● WHAT YOU NEED TO DO:
(a) In the article on the meat tax, which news organization did Ethan Brown speak to?
(b) Does each statement agree with the article on the meat tax? Answer yes or no for each, quoting the deciding words of the article. (i) Brown described himself as an economist. (ii) Investment experts in sustainable food disagreed with one another about a meat tax. (iii) Brown said he would work out the details of such a tax himself.
(c) Write a continuation of the article on the meat tax, starting after its last sentence.

Sustainable food investors were responding to comments made by Beyond Meat founder Ethan Brown who backed the idea of a tax on meat.
Investment experts in the sustainable food space have offered divergent views on the idea of introducing a meat tax, advocated last week by Beyond Meat founder Ethan Brown.
Brown said such as tax, which would benefit Beyond Meat, the US plant-based firm, as it would make its products comparatively cheaper than traditional meat firms, could help combat some of the problems from increasing meat consumption.
Brown told the BBC that "the whole notion of a Pigouvian tax, which is to tax negative, you know, things that are high in externalities, I think is an interesting one. I'm not an economist, but overall that type of thing does appeal to me".
Brown added: "I think taxing things we want more of such as income and not taxing things we want less of, I've always wondered about that. So in general, that type of taxation scheme is interesting to me. But I've got to leave it to others to work out the details".

● DATASET CONTENT:
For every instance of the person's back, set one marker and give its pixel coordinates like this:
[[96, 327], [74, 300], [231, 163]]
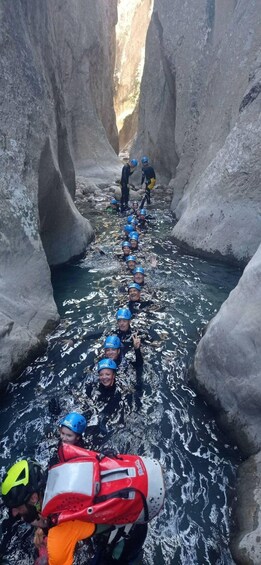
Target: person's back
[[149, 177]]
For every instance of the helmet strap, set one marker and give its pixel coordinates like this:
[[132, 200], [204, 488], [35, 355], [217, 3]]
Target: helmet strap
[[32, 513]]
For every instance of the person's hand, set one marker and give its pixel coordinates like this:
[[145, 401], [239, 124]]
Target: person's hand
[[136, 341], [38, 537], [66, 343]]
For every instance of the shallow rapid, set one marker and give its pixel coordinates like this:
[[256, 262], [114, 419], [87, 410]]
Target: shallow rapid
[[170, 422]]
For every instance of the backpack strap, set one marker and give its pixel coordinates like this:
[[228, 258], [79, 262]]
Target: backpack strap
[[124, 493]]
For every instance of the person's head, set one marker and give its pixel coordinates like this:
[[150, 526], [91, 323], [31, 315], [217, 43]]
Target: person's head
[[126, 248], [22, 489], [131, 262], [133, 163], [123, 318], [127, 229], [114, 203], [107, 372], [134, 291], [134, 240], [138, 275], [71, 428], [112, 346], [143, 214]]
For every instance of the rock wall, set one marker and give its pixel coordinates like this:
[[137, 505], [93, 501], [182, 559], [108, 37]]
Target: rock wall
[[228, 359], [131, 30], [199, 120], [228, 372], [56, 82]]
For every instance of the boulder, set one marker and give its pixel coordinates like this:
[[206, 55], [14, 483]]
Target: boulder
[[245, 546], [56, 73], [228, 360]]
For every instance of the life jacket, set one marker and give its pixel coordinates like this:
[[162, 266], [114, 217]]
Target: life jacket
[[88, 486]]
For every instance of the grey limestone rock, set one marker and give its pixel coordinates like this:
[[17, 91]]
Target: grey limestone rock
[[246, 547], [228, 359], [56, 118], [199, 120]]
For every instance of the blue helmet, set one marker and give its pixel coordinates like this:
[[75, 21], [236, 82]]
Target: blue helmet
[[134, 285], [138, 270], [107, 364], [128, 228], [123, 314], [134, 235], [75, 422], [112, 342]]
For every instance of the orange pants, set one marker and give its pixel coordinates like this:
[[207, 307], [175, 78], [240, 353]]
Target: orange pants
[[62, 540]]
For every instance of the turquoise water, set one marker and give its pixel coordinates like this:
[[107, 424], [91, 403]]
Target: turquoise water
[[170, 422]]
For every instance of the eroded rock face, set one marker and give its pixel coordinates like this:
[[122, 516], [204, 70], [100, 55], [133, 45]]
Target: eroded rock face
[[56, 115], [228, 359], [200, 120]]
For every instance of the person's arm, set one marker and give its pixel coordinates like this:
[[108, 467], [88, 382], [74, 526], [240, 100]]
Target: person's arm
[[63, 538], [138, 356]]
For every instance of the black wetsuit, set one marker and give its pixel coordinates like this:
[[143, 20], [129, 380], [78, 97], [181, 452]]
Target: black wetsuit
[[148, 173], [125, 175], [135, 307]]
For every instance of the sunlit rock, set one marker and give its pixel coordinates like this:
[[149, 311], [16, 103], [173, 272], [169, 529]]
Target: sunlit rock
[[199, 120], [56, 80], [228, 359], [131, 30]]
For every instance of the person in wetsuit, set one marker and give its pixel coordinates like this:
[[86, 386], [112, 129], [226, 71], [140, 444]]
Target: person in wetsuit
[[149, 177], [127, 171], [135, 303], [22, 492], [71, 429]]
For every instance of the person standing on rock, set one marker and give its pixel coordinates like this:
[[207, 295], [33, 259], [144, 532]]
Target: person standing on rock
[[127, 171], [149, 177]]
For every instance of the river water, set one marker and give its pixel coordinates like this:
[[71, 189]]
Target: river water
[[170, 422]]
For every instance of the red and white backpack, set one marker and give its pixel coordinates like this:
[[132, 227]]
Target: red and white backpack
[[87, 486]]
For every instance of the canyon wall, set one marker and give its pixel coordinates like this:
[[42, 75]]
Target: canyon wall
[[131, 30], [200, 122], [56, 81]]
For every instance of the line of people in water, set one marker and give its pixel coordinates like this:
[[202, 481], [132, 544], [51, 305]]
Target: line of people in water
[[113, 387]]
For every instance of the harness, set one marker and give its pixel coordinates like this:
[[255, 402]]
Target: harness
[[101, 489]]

● ANSWERS FOR THE EXERCISE:
(a) The BBC.

(b)
(i) No: "I'm not an economist"
(ii) Yes: "have offered divergent views on the idea of introducing a meat tax"
(iii) No: "I've got to leave it to others to work out the details"

(c)
Critics argue that such a levy would increase the cost of living and could hit the poorest hardest.
In the UK, poor diets are contributing to around 64,000 deaths each year in England, according to the National Food Strategy.
In order to meet existing health targets, over the next 10 years meat consumption should reduce by 30 per cent, experts say.
The UK government's advisory body on climate change has advised ministers to urge people to eat less meat in order to protect the climate.
But prime minister Boris Johnson has ruled out a tax on meat consumption as a way to do this.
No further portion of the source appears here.